# Assigned task
Once you find the line that contains "of the shirt" in the entries below, give it again along with every following line, unchanged, through the final one.

# Data supplied
--
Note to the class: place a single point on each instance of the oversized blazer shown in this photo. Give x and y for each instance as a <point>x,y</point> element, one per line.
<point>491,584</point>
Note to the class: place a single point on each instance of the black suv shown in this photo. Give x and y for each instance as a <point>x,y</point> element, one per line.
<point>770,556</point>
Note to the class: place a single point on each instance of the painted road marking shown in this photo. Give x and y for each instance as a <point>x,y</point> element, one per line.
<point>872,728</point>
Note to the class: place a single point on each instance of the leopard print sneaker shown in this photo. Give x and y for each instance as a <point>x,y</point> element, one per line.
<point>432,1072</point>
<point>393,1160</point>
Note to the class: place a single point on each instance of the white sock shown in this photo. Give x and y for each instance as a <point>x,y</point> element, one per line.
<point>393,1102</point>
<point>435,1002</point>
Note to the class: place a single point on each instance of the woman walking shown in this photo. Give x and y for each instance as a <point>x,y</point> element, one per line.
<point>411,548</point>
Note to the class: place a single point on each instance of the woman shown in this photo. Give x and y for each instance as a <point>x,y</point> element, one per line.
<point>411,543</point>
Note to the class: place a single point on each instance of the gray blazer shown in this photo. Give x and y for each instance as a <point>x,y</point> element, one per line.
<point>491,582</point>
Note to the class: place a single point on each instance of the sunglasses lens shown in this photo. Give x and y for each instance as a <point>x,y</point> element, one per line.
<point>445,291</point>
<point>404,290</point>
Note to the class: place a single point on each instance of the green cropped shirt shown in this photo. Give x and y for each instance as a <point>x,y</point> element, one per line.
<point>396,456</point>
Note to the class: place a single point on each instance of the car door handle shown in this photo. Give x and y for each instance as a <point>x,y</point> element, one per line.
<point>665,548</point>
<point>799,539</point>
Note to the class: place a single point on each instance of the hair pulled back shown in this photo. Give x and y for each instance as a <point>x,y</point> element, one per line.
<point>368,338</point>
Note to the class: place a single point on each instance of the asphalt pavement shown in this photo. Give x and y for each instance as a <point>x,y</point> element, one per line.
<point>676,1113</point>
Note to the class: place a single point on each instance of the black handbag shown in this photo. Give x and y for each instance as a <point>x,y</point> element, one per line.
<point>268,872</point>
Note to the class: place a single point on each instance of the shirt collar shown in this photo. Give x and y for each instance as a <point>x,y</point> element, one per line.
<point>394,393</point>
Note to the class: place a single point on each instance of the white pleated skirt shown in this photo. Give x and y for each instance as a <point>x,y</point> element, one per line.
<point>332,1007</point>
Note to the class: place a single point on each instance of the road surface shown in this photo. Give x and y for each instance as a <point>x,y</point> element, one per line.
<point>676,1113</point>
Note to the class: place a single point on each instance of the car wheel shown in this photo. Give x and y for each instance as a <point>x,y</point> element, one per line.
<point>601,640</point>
--
# The answer
Note to the class: place a single point on each instance of the shirt collar shown in this photo. Give x and y for each instance as a <point>x,y</point> element, one per line.
<point>394,393</point>
Note to the class: place a single point on each instance of the white pleated skirt shown in this photo. Give x and y for each instance as a <point>x,y</point> element, one per line.
<point>332,1007</point>
Note to the class: place a single point on each instance of the road surface shown in this photo. Give x and y for each instance as a <point>x,y</point> element, one per line.
<point>676,1113</point>
Note to the class: place a single point on each instance of the car wheel shown in this photo. Give x and y for each instance as a <point>x,y</point> element, one per line.
<point>601,640</point>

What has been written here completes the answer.